= WHAT YOU WILL DO =
Rewrite the entries below, changing every "putting one point per instance" to "placing a single point on each instance" and keeping everything else the same. Leave the pictures out.

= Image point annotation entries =
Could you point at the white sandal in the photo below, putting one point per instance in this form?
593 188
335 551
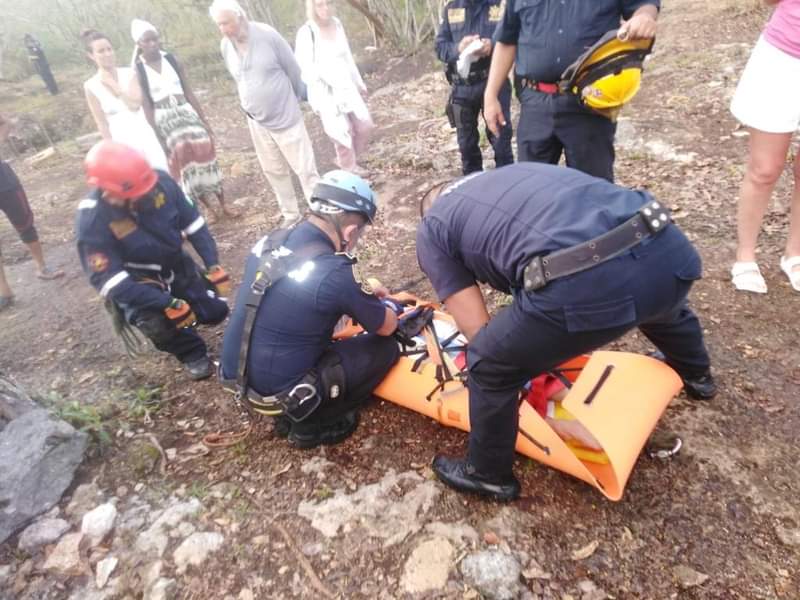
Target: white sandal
746 277
789 266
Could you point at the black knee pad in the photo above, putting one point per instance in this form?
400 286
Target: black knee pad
29 235
156 327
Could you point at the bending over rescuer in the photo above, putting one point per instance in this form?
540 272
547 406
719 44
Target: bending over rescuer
131 228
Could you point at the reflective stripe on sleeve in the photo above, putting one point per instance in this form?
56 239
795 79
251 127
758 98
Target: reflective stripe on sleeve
113 282
144 266
195 226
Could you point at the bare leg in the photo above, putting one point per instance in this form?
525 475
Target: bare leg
765 165
42 272
793 241
5 290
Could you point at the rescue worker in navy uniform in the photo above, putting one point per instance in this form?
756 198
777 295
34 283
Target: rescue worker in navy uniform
130 232
289 346
495 228
464 21
542 38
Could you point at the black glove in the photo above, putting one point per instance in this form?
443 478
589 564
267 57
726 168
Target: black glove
411 324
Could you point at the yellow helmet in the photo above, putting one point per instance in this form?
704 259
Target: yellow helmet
608 74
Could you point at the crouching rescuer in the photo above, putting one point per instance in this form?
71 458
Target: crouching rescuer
278 354
130 231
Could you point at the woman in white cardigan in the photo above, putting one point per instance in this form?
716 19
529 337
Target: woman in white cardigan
335 87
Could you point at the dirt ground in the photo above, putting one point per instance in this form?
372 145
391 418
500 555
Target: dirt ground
726 507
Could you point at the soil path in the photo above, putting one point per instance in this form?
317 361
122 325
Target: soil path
726 507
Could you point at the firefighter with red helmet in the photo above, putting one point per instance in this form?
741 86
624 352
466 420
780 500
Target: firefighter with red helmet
130 231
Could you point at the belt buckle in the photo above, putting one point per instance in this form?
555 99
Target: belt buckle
655 215
534 275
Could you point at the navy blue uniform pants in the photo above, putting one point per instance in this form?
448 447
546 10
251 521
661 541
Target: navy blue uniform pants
366 359
467 109
550 124
185 344
645 287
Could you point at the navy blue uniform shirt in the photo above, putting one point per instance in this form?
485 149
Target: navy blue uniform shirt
487 227
461 18
115 242
295 321
551 34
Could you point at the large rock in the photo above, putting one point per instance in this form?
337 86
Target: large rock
493 573
41 533
38 458
65 559
154 539
195 549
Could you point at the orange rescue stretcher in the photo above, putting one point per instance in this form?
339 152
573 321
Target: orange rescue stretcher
617 396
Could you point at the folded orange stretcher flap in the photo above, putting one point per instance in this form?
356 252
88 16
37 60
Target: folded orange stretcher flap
617 396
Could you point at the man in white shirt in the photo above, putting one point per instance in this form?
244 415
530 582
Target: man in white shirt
268 81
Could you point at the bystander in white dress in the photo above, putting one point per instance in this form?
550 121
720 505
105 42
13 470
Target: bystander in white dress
335 90
127 126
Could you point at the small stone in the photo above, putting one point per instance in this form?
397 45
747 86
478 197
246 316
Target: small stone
535 571
493 573
65 558
312 549
98 523
41 533
104 569
83 499
490 537
428 567
788 537
163 589
195 549
688 577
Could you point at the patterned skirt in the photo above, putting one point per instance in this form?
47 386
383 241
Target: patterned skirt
192 157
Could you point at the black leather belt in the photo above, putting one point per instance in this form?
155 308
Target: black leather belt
652 218
474 77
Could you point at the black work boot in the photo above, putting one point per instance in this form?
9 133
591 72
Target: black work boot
282 425
700 387
459 474
199 368
311 435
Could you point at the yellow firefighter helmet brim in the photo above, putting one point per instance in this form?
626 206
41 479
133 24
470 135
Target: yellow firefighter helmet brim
607 75
612 91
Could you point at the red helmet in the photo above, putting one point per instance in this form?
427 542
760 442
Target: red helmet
119 170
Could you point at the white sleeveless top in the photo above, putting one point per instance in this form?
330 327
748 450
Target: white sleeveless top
129 127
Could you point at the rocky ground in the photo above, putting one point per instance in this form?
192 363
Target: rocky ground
155 513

= TASK ANSWER =
Could you point at the white sandal in the photo below, placing a single point on each instance in this form?
593 188
335 551
Target: white sandal
746 277
789 266
Could you point at the black knee pad in the photo above, placing a single point on each instance in this form?
400 286
Target: black knee pad
29 235
156 327
Could you point at the bending over rescuer in the photo above, placing a single point on each instance in this form?
540 272
547 406
719 44
Target: bending over rescuer
131 228
Could you point at the reflective stripe on sleeve in the photo above, placing a single point on each instance in this form?
56 239
795 79
251 127
758 98
Target: reflective stripe on sleeve
113 282
144 266
195 226
Could you point at the bare leg in the photo above, placing a single point on each instance in this form?
525 475
Target: bare leg
765 165
42 272
793 241
5 290
Could you point at the rescue worker in navy uniform in the photo above, placing a single point on each instance in this form?
756 198
777 295
34 283
Target: rescue worker in navy uniform
130 232
289 346
495 228
464 21
542 38
Could you point at the black glove in the photo above, placing a single point on each instance in this form?
443 478
589 564
267 57
726 168
Target: black glove
411 324
Could you point at the yellow helmet in the photo above, placing a single point on each instance in this form?
704 259
Target: yellow helmet
608 74
Could you point at the crouching rescuer in the photo above, placing a single point on each instance in this form?
71 458
Target: crouching rescuer
278 354
130 231
Could you point at the woman in white cardigan in the photo above, placing a single point on each instance in this form?
716 19
529 337
Target: woman in white cardigan
335 87
Could you point at the dirt ground in the photo above, placing a single point on each instance in this form?
372 145
391 418
500 555
Target: dirt ground
726 507
Could you point at the soil path in the photo above, placing a single point on each instance in this form?
317 361
122 325
Target: soil path
726 507
Could you point at the firefighter with red helmet in the photo above, placing a single point on each instance in this form?
741 86
624 352
466 420
780 500
Target: firefighter with red helmet
130 231
Could you point at the belt buckle in the photo above, placing a single point on each instance in this form?
555 99
Target: belt buckle
655 215
534 275
Could you point at the navy blue uniform pants in the photo above, placing a single point on each instance in this form?
448 447
546 10
251 521
661 541
Target: navy blue uniform pants
366 359
467 109
550 124
185 344
645 287
Could you point at the navy blue uniform shirt in the photo above, placing a single point on each instance in this form?
485 149
Target: navy blue uniform shirt
487 227
461 18
115 242
295 321
551 34
Could you point at the large rock in the photo above, placing a single point on each instance in this form?
337 86
Target: large rock
493 573
41 533
38 458
65 559
154 539
195 549
Could you point at the orange rescue stretcher in the photo above, placing a single point on each instance in this form?
339 152
573 321
Target: orange rescue stretcher
617 396
Could you point at the folded orange stretcher flap in the photo above, placing a single point on each instance in this form?
356 252
88 16
37 60
Target: folded orange stretcher flap
617 396
Could you point at the man in white shirt in the photo above, placing a single point on each instance in this form?
244 415
530 582
Target: man in white shirt
268 81
Could you point at the bystander in white dress in the photo above, placing a single point on each instance in this form?
550 121
720 505
105 42
13 470
Target: bystander in white dress
335 90
127 126
Could you point at the small stone in the photo above, placing a single point on each instance in this form?
397 45
747 86
478 197
246 316
Target: small stone
535 571
493 573
65 558
312 549
98 523
41 533
104 569
83 499
490 537
428 567
788 537
163 589
195 549
688 577
Could you point at the patterned skirt in the photo above, placing a single point on each instance in this form?
47 386
383 241
Target: patterned skirt
192 157
Could you point at the black leather belt in the photo above, placing a single point on each instance in this form?
155 308
Target: black leather belt
652 218
474 77
Could you point at the black work boot in the photo above, placing a single point on each instance in this form?
9 133
591 72
Target: black work boot
282 425
700 387
459 474
199 368
311 435
Could you point at the yellow firefighter helmet brim in the photo above, placing a single point on each instance in this form?
626 206
41 479
133 24
470 135
Target: yellow firefighter helmet brim
607 75
612 91
Could you point at the red helmet in the photo above, placing a single point on each instance in this form?
427 542
760 442
Target: red helmet
119 170
Could you point at the white sleeveless top in the photo above, placing a single point on each instance in this form?
330 327
748 450
Target: white sleeveless top
129 127
Could you point at the rocky ground in the photo above, placing a single point on each instance in this form?
192 363
Target: rocky ground
155 513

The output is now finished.